[START OF GIVEN RECORDS]

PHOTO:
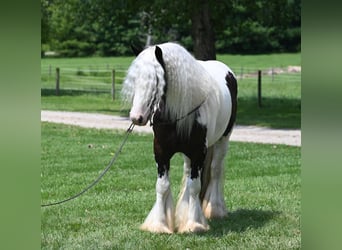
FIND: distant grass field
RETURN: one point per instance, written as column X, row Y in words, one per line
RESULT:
column 262, row 190
column 86, row 83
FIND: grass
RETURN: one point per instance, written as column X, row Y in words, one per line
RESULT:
column 262, row 189
column 281, row 96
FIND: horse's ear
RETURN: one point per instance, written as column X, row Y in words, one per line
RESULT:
column 159, row 55
column 136, row 49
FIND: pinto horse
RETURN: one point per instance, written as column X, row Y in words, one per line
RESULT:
column 191, row 105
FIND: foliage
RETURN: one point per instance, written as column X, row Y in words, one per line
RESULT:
column 106, row 28
column 262, row 190
column 281, row 96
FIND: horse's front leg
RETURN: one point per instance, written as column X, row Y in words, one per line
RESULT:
column 189, row 214
column 161, row 217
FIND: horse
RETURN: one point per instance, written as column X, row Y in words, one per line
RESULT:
column 191, row 105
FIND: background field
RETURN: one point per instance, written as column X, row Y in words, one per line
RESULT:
column 86, row 87
column 262, row 189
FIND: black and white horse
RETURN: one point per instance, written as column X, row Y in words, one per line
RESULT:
column 192, row 107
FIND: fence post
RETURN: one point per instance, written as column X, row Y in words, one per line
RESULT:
column 57, row 81
column 113, row 84
column 259, row 88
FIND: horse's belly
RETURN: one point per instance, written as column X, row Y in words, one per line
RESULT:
column 215, row 116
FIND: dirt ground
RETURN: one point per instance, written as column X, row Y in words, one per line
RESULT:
column 240, row 133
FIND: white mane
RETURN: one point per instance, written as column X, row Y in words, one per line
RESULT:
column 188, row 83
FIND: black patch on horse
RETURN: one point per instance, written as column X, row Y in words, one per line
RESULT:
column 167, row 143
column 232, row 86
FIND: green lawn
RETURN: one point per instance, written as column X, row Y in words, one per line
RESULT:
column 262, row 190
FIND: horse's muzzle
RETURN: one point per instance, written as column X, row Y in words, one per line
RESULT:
column 139, row 120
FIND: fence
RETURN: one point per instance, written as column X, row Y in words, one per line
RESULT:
column 89, row 78
column 106, row 79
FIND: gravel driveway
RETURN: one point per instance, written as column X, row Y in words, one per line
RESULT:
column 290, row 137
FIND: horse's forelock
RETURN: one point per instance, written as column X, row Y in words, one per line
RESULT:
column 145, row 77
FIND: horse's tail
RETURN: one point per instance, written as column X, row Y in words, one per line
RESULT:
column 206, row 172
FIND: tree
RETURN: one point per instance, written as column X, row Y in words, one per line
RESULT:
column 202, row 30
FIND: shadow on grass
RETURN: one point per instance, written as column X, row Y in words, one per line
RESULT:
column 274, row 112
column 71, row 92
column 240, row 220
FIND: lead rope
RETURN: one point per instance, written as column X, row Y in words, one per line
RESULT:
column 129, row 130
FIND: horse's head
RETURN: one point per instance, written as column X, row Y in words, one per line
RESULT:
column 144, row 84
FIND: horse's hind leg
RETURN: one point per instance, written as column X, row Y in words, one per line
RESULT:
column 213, row 204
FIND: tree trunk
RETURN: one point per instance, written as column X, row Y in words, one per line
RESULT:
column 202, row 31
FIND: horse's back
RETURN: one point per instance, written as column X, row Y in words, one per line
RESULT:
column 218, row 110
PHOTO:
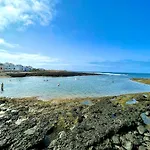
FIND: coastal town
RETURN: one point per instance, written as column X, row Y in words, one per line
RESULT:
column 10, row 67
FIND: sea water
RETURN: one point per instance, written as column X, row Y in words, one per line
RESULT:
column 70, row 87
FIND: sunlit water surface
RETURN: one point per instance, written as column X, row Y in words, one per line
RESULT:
column 70, row 87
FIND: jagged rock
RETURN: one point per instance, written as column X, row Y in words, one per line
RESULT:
column 146, row 138
column 142, row 148
column 14, row 112
column 31, row 130
column 148, row 145
column 62, row 134
column 19, row 121
column 130, row 137
column 116, row 139
column 141, row 129
column 147, row 113
column 128, row 145
column 147, row 134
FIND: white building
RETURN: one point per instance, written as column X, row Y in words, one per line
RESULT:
column 18, row 68
column 27, row 68
column 1, row 67
column 9, row 67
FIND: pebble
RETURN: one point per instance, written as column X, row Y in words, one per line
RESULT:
column 147, row 134
column 147, row 113
column 115, row 140
column 141, row 129
column 14, row 112
column 62, row 134
column 19, row 121
column 128, row 145
column 142, row 148
column 30, row 131
column 146, row 138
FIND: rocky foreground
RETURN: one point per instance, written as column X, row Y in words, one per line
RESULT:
column 82, row 124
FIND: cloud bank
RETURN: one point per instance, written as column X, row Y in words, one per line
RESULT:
column 37, row 60
column 6, row 44
column 23, row 13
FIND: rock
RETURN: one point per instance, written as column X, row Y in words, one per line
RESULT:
column 128, row 145
column 148, row 145
column 116, row 139
column 147, row 113
column 31, row 130
column 130, row 137
column 146, row 138
column 141, row 129
column 135, row 132
column 2, row 105
column 2, row 114
column 147, row 134
column 3, row 142
column 62, row 134
column 142, row 148
column 19, row 121
column 14, row 112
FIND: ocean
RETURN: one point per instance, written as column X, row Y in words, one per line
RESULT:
column 72, row 87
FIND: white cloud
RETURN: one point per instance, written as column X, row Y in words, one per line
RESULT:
column 36, row 60
column 6, row 44
column 23, row 13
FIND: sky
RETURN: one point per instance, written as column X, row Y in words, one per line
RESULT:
column 80, row 35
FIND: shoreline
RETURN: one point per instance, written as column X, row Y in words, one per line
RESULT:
column 99, row 123
column 141, row 80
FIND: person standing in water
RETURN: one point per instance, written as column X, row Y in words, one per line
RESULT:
column 2, row 87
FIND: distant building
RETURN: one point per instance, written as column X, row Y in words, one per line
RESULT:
column 18, row 68
column 1, row 67
column 27, row 68
column 9, row 67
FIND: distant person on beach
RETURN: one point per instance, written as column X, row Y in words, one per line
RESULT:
column 2, row 87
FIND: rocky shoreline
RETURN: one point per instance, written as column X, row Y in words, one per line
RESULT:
column 142, row 80
column 106, row 123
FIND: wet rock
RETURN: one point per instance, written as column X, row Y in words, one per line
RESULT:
column 147, row 134
column 116, row 139
column 147, row 113
column 31, row 131
column 142, row 148
column 62, row 134
column 128, row 145
column 130, row 137
column 19, row 121
column 14, row 112
column 141, row 129
column 146, row 138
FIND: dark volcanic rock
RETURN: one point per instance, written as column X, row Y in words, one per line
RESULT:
column 32, row 124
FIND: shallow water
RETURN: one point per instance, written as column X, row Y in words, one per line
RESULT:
column 85, row 86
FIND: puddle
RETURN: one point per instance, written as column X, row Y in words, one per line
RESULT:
column 145, row 119
column 87, row 102
column 132, row 101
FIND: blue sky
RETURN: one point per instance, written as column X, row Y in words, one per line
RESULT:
column 110, row 35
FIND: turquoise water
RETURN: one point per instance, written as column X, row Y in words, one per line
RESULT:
column 86, row 86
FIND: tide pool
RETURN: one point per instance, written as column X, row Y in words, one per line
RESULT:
column 70, row 87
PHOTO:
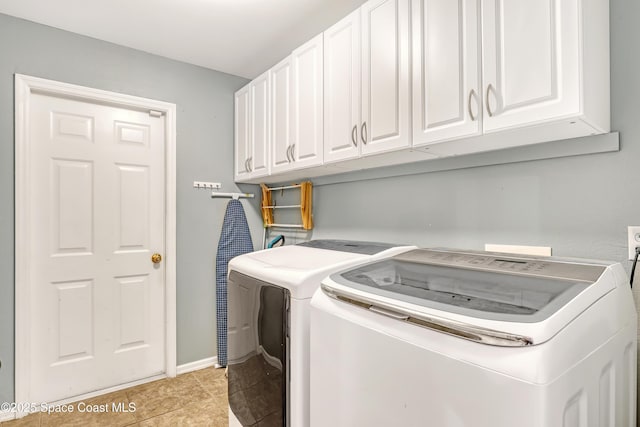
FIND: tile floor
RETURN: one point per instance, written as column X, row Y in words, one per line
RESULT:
column 197, row 398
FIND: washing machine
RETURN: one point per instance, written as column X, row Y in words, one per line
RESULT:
column 451, row 338
column 269, row 293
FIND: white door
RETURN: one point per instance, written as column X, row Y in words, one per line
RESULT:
column 447, row 100
column 342, row 89
column 281, row 116
column 306, row 144
column 385, row 76
column 242, row 119
column 96, row 203
column 260, row 120
column 530, row 61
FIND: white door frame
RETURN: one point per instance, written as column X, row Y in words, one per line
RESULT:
column 25, row 86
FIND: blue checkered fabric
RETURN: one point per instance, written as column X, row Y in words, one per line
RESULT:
column 235, row 240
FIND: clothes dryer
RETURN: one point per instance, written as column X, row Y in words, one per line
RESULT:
column 269, row 293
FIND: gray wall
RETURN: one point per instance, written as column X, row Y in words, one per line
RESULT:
column 204, row 100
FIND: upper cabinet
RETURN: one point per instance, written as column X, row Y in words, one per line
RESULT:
column 252, row 129
column 296, row 109
column 367, row 85
column 446, row 70
column 537, row 67
column 281, row 117
column 307, row 118
column 404, row 80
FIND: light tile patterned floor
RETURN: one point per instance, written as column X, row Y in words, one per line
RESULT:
column 196, row 398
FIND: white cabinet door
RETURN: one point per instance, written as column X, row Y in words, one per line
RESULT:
column 342, row 89
column 385, row 76
column 259, row 145
column 242, row 136
column 281, row 117
column 531, row 56
column 447, row 101
column 307, row 139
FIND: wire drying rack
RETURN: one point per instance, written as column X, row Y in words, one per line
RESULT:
column 287, row 204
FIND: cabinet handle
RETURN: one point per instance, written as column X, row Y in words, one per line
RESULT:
column 471, row 94
column 363, row 133
column 486, row 100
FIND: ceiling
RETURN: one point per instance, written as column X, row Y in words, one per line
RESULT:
column 241, row 37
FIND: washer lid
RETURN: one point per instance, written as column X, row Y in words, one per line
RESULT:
column 478, row 289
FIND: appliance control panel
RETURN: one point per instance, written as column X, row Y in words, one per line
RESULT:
column 505, row 263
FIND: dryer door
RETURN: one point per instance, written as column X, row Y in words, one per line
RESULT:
column 258, row 350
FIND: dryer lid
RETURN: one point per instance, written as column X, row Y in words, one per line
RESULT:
column 478, row 285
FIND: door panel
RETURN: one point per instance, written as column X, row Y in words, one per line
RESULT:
column 531, row 56
column 97, row 203
column 385, row 75
column 307, row 149
column 281, row 116
column 72, row 207
column 446, row 72
column 241, row 131
column 342, row 89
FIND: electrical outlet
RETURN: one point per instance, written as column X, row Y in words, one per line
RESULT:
column 633, row 236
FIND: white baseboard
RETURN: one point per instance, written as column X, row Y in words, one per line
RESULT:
column 198, row 364
column 7, row 416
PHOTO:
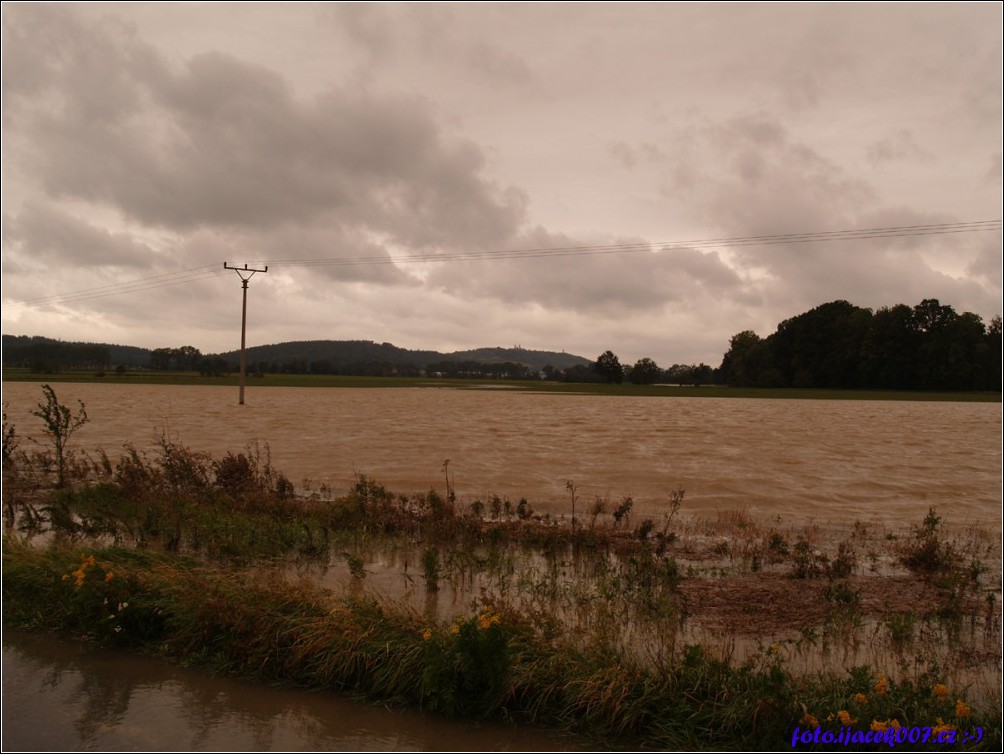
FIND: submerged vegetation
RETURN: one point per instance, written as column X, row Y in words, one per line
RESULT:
column 658, row 633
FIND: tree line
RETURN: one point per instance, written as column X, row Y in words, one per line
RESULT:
column 929, row 346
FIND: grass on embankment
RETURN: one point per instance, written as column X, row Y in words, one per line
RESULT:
column 494, row 663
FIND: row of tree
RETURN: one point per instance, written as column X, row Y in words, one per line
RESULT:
column 929, row 346
column 607, row 368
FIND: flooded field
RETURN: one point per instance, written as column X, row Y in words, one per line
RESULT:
column 846, row 480
column 822, row 461
column 66, row 697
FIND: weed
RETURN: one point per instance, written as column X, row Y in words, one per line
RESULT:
column 59, row 424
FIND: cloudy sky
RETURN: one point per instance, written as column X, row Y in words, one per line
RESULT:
column 382, row 159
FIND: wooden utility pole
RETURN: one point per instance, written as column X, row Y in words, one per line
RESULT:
column 245, row 274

[END OF GIVEN RECORDS]

● **TASK TO CARRY OUT**
Put every line from the one containing "FIND: gray wall" through the one containing "column 196, row 398", both included, into a JSON list of strings with one string per line and no blank lines.

● **OUTPUT FOR THIS TASK**
[
  "FIND: gray wall",
  "RETURN: one point per instance, written as column X, row Y in words, one per line",
  "RESULT:",
  "column 204, row 100",
  "FIND: upper cabinet",
  "RETURN: one point per instance, written as column X, row Y in words, one per line",
  "RESULT:",
  "column 252, row 129",
  "column 296, row 109",
  "column 367, row 85",
  "column 446, row 70",
  "column 537, row 67",
  "column 281, row 117",
  "column 307, row 118",
  "column 404, row 80",
  "FIND: light tile patterned floor",
  "RETURN: one point per instance, written as column X, row Y in words, one per line",
  "RESULT:",
  "column 196, row 398"
]